» **ACTION ITEM**
Leave out all lines before the one containing "the stone floor", and copy that line and all the rest below it exactly.

» **PROVIDED DATA**
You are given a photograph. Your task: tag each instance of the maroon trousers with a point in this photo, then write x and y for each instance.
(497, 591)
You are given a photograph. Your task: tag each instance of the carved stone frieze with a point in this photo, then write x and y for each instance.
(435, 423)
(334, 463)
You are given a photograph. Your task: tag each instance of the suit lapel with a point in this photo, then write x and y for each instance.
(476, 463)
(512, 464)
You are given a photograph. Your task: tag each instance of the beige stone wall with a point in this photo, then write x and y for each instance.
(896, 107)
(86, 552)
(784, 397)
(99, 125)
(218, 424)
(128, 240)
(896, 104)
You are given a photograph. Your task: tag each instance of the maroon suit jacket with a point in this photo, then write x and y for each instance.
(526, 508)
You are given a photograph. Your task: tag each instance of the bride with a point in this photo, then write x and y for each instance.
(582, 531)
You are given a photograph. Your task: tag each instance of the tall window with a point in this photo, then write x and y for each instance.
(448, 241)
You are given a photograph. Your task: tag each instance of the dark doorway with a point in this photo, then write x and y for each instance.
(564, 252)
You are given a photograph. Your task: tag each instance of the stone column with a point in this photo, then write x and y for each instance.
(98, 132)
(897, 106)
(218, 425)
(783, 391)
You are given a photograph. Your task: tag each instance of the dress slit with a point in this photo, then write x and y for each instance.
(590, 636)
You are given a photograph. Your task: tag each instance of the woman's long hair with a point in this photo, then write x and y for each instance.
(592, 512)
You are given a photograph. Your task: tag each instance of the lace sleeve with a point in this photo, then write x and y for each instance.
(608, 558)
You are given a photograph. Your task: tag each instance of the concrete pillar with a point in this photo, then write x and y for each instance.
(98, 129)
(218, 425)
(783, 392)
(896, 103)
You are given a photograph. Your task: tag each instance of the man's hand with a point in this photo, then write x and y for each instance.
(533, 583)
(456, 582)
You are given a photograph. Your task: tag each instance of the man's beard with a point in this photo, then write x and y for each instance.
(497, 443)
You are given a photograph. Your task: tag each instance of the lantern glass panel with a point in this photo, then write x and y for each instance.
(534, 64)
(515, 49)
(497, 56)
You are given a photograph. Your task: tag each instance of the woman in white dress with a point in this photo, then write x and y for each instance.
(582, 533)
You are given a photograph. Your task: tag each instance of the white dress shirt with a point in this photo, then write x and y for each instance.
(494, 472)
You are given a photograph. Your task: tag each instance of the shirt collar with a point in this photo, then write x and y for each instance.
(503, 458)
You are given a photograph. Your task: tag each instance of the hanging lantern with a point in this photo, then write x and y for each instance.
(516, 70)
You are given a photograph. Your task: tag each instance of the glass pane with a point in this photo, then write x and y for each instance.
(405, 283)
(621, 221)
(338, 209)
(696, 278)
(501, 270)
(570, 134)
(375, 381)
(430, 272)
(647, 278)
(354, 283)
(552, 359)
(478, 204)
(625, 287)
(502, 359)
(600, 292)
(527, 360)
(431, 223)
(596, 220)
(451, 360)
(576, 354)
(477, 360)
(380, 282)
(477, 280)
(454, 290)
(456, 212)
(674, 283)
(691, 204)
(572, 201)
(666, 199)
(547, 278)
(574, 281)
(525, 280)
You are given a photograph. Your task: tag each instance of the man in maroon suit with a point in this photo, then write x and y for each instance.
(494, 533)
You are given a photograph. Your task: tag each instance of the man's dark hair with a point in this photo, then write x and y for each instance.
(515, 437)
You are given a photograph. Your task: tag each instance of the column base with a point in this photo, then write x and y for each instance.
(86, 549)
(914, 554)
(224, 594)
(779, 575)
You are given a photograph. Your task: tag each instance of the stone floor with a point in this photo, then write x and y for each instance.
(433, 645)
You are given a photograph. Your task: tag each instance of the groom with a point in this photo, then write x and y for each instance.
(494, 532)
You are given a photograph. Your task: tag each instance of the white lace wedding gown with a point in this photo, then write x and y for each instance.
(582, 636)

» **THE ANSWER**
You are given a photograph. Your task: tag each instance of the stone floor with a point in this photo, then write x and y for each instance.
(433, 645)
You are given a photograph. Your task: tag each instance of the groom with a point in this photo, then write x and y for each instance.
(494, 532)
You are given a photograph. Your task: tag each instance of the white lace wedding gown with a point in this photo, then write x and y for each instance.
(582, 636)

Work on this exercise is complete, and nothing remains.